> BRANO CITATO:
◇ ◇ ◇ ◇ ◇ ◇ ◇

Ci sono regole per i centri di procreazione assistita? L'Italia è
in ritardo su questi problemi?
Com'è noto in Italia in questa legislatura c'è stato un aspro
dibattito politico intorno a un testo di legge sulla fecondazione
assistita che però non è stato approvato dal Parlamento. Il
risultato paradossale oggi è che, per imporre molti divieti e mettere
troppi steccati, siamo in una situazione di totale mancanza di regole.
C'è una disparità tra centri pubblici in cui è ammessa la sola
fecondazione omologa e centri privati dove, a pagamento, si può
ottenere anche quella eterologa.
Ognuno può fare ciò che vuole, tranne la clonazione umana: divieto
imposto con un'ordinanza reiterata ogni sei mesi dal ministero della
sanità. In attesa di una legge sarebbe però importante un
regolamento che imponesse ai centri già catalogati che si occupano di
procreazione assistita, garanzie di qualità tecniche e scientifiche,
comportamenti conformi su tutto il territorio nazionale e norme a
tutela della salute delle donne. E il ministro Veronesi si è già
impegnato in questa direzione.
Uno dei temi più discussi: lo statuto dell'embrione.
Ritengo che l'embrione non sia soltanto un grumo di cellule, è un
progetto unico e irripetibile di vita umana. Come tale merita
rispetto. È perciò che la Convenzione bioetica europea ha vietato di
creare embrioni a scopo di ricerca. Sono però restio a ritenere che
l'embrione sia già persona. La questione è molto complessa sul piano
sia scientifico che filosofico, e può diventare rischioso attribuire
"diritti positivi" all'ovulo fecondato, pari a quelli
garantiti a chi nasce.

◇ ◇ ◇ ◇ ◇ ◇ ◇

> ESTRATTI DEI RECORD:
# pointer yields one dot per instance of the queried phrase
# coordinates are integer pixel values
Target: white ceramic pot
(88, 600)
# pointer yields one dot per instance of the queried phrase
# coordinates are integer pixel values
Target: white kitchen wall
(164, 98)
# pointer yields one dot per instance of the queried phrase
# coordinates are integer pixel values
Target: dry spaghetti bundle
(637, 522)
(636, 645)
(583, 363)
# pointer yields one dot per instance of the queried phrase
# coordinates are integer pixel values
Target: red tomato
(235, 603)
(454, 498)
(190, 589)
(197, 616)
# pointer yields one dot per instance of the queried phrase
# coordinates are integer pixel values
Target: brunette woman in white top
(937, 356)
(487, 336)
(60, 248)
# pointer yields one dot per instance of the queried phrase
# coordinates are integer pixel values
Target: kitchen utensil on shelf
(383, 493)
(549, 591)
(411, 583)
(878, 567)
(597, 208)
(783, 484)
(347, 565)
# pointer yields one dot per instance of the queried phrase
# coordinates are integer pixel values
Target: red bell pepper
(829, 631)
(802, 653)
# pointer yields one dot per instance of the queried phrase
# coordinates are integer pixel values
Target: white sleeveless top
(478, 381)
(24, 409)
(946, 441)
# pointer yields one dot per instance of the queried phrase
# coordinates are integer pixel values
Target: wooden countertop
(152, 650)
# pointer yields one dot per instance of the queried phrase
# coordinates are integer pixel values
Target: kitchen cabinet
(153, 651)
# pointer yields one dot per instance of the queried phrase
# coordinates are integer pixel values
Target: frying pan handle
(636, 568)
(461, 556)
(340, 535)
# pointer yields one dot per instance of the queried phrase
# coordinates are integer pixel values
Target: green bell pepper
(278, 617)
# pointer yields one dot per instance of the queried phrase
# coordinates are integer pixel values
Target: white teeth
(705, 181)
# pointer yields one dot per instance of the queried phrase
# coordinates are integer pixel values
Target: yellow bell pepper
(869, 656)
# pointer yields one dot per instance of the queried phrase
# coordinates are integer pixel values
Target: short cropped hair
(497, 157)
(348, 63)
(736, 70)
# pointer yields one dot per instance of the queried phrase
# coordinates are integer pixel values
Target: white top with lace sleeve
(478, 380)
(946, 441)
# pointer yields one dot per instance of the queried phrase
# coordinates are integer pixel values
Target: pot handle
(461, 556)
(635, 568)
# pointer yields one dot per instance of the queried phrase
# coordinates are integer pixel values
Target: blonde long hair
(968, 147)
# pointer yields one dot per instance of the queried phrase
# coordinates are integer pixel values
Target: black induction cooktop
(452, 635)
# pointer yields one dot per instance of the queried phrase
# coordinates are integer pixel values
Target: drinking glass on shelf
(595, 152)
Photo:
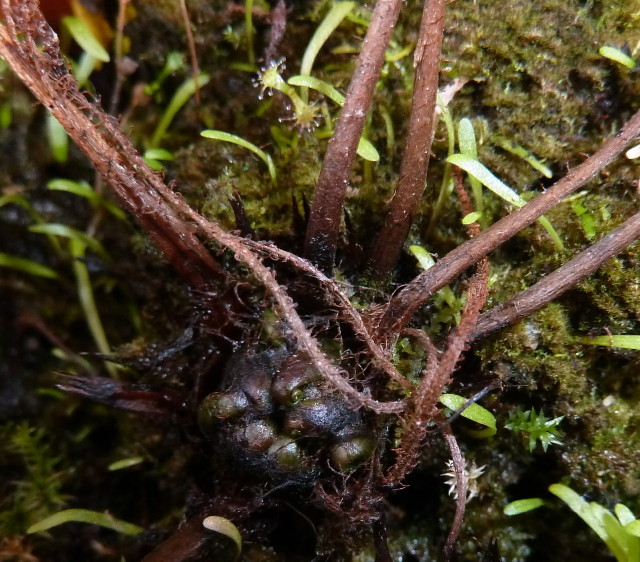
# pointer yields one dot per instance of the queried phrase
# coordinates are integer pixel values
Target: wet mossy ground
(533, 75)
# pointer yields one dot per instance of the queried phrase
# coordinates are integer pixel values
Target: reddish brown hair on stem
(408, 300)
(323, 229)
(415, 159)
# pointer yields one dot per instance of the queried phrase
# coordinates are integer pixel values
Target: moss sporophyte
(313, 298)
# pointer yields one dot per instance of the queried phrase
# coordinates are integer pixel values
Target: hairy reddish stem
(323, 229)
(407, 301)
(534, 298)
(31, 49)
(415, 159)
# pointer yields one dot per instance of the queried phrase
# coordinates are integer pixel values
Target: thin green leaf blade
(228, 137)
(618, 56)
(624, 341)
(223, 526)
(522, 506)
(26, 266)
(474, 412)
(479, 171)
(85, 516)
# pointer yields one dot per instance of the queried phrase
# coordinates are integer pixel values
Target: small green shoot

◇ ◇ ◇ ◇ ◇ ◇ ◇

> ISTRUZIONI:
- A) Riassumi in due frasi il brano sulla procreazione assistita.
- B) Ripeti senza modifiche il brano sulla procreazione assistita da "Ritengo che l'embrione" a "a chi nasce.".

> RISULTATI:
- A) In Italia il Parlamento non ha approvato la legge sulla fecondazione assistita, e oggi manca ogni regola: i centri pubblici ammettono solo la fecondazione omologa, quelli privati offrono anche l'eterologa a pagamento, ed è vietata solo la clonazione umana. L'embrione è definito un progetto unico e irripetibile di vita umana che merita rispetto, ma non ancora una persona, e attribuirgli diritti pari a quelli di chi nasce viene giudicato rischioso.

- B)
Ritengo che l'embrione non sia soltanto un grumo di cellule, è un
progetto unico e irripetibile di vita umana. Come tale merita
rispetto. È perciò che la Convenzione bioetica europea ha vietato di
creare embrioni a scopo di ricerca. Sono però restio a ritenere che
l'embrione sia già persona. La questione è molto complessa sul piano
sia scientifico che filosofico, e può diventare rischioso attribuire
"diritti positivi" all'ovulo fecondato, pari a quelli
garantiti a chi nasce.